_WRITTEN PROBLEM_
Copy the listing below in full and skip every picture.

_RECORDS SUPPLIED_
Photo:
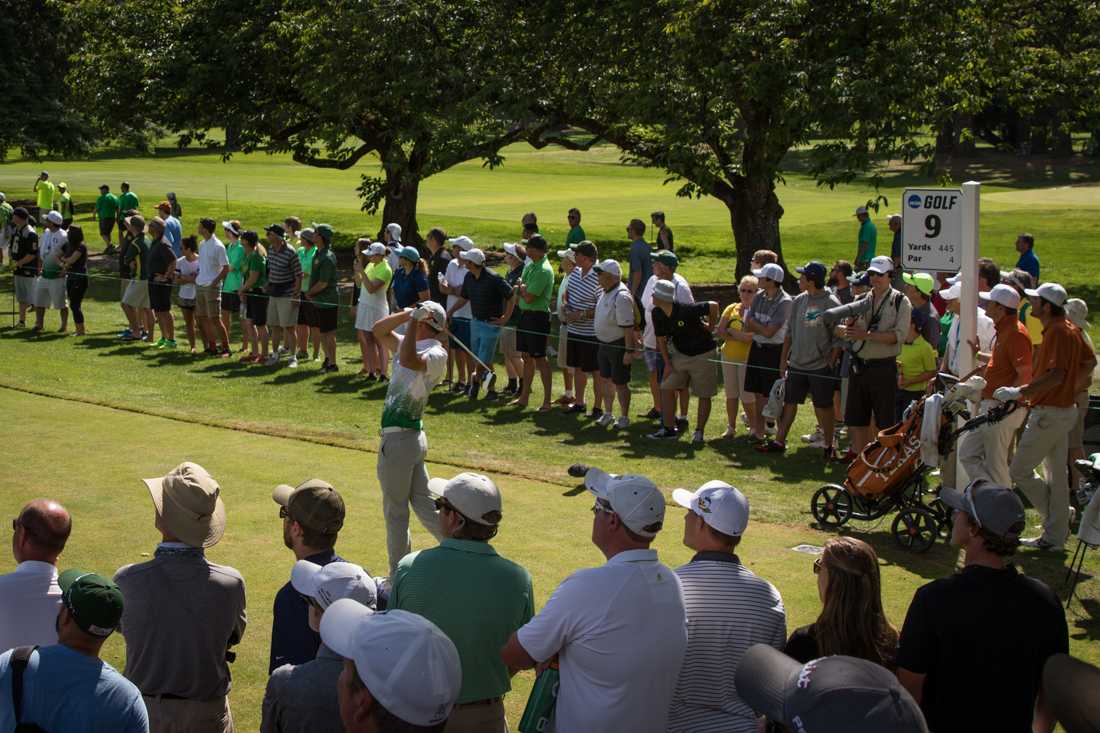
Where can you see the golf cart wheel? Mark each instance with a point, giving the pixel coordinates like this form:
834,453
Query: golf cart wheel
915,528
831,505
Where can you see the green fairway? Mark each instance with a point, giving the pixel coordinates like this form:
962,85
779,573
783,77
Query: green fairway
91,459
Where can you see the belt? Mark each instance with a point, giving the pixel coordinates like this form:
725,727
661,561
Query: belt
486,701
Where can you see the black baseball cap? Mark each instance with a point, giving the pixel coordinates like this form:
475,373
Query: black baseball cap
832,693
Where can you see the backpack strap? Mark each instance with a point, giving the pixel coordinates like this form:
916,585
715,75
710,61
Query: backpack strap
20,657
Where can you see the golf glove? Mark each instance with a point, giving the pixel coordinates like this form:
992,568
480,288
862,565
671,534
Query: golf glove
1007,394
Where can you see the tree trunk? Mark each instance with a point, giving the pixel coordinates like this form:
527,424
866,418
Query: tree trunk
754,215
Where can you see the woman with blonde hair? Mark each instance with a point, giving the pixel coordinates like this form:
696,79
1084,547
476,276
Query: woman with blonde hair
851,621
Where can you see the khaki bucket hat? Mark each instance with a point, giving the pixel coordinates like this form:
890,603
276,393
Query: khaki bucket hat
188,502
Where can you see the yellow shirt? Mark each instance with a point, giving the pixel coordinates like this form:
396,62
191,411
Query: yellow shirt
735,351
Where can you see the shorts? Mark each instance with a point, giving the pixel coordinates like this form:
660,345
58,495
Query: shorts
307,314
255,308
24,290
326,319
871,392
460,331
532,332
609,359
762,368
231,302
207,302
50,293
136,295
160,296
733,382
696,372
283,310
815,382
581,352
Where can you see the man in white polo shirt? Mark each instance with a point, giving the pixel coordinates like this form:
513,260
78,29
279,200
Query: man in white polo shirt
729,609
30,597
618,631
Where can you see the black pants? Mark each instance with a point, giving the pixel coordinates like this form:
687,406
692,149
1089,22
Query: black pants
76,285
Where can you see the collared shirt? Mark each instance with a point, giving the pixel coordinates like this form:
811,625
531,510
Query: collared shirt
293,641
68,691
180,614
1012,351
619,632
304,698
477,598
1063,348
30,598
614,314
729,609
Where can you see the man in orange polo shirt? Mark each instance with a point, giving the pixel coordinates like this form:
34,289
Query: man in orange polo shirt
1062,368
985,452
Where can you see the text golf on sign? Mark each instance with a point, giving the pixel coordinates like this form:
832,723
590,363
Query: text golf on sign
932,229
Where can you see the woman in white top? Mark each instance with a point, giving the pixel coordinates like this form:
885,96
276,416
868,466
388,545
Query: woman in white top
187,270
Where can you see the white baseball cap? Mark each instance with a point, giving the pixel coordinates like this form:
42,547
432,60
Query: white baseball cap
1051,293
462,242
771,271
474,255
328,583
637,500
1002,294
721,505
880,264
404,659
474,495
611,267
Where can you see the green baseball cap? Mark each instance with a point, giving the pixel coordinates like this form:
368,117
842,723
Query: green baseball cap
95,602
666,258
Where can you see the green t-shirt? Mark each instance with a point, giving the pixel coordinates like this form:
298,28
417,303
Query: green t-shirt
45,196
107,207
475,597
128,201
234,252
575,236
538,277
254,262
325,270
306,260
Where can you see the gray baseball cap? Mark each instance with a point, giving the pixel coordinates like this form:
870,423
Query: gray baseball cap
832,693
994,509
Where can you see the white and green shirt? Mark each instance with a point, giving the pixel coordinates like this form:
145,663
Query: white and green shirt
409,389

_ANSWER IN FULL_
Photo:
Where can you see the golf cart wheel? Mark each instance with a point, giving the pixel coordinates like this form:
834,453
Query: golf cart wheel
915,528
831,505
Where can you see the green fairway? Mark each instance with a point, giving the pixel coordinates like this form:
962,85
779,573
783,77
Query: green fairway
91,459
Where can you see the belt? Mark each instance with a point, giving the pixel coordinates like this form:
725,727
661,561
Query: belt
486,701
Where can you see the black baseball cap? Mark each instance with a point, giving the pixel coordinates like this form:
475,373
Query: black baseball cap
832,693
Where can you see the backpack strap? Mark each instance with a point, giving the pixel coordinates like this form:
916,585
715,75
710,61
Query: backpack strap
20,657
Where can you see the golf glove? Mark each instance with a point, giving the pixel coordinates like this form:
992,568
480,288
862,565
671,534
Query: golf glove
1007,394
Where can you see the tree trunk? Mark each instance with a point, giving the pixel coordinates like this form:
527,424
866,418
Query: tree trunk
754,215
Where can you see the woman with blonde hair? Mark each instance with a point, giving the pixel coordinates like this form:
696,79
1084,547
476,276
Query: woman with blonde hair
851,621
Where can you see the khaki bucket hat? Mark each instance with a point, giving the pixel coordinates like this form:
890,603
276,393
Query: khaki bucket hat
188,502
Where can you see the yellow shirt? Mark each instance with a point, giving the pixel coordinates like this form:
396,62
191,411
Query: yellow shirt
735,351
Where can you see the shorts? Mark each instance with a point, giving the pixel coordinates like this form:
660,345
58,495
Query: shorts
307,314
255,308
24,290
326,319
871,392
460,331
532,332
609,359
762,368
231,302
207,302
50,293
136,295
160,296
733,382
696,372
283,310
815,382
581,352
Where can you see the man in white polo shirt? Mark each instance with a point, giving the pixel coordinates like this form:
513,260
78,29
279,200
Query: man in white polo shirt
729,609
30,597
618,631
Where can you see the black pants? Mark each instance with a point, giving the pixel coordinates like this form:
687,406
692,149
1089,22
Query: black pants
76,285
Where can you see the collared shirt? Mark each instance with a point, giving the pixel coordinates like this form:
811,625
531,510
Query: collared shirt
293,641
68,691
180,614
1012,351
619,632
304,698
477,598
1063,348
30,598
614,314
729,609
Where can you see the man in orange polo shirt? Mark each instance with a point, giving the pixel coordinates like this form:
34,289
Query: man in orange polo shirt
1062,368
985,452
Where can you see the text golf on sign? Mark each instance with a point, giving the pixel coordinates like this form:
832,723
590,363
Query: text golf on sign
932,229
Where can you see the woman in white top? Mark each instance with a point, giving the pixel coordinates like this form:
885,96
276,416
868,466
388,545
Query: woman in white top
187,270
Where can you see the white baseball cap? Mark each instance with a point, giving the pixel coordinates like this form:
42,547
432,60
Query: white baseball cap
1051,293
462,242
771,271
474,255
328,583
637,500
1002,294
721,505
880,264
404,659
474,495
611,267
Where can you see the green baseball cap? Mark each instance with a point, giving the pixel coordinates like this form:
368,117
842,723
Query: green baseball cap
95,602
666,258
Where can you see the green t-shirt? Mark each instance with a point, giving the pixel coordinates like this form:
298,28
417,303
Query: green t-shirt
45,196
107,207
475,597
128,201
234,252
575,236
538,277
254,262
325,270
306,260
Where can you see the gray baseball cap? Mark each instance with a point, giving the pixel coordinates like this form:
870,423
Query: gray baseball cap
832,693
994,509
Where can you see the white and green shirt? Mark each instance with a point, giving the pixel coordinates like this form:
145,663
Query: white and green shirt
409,389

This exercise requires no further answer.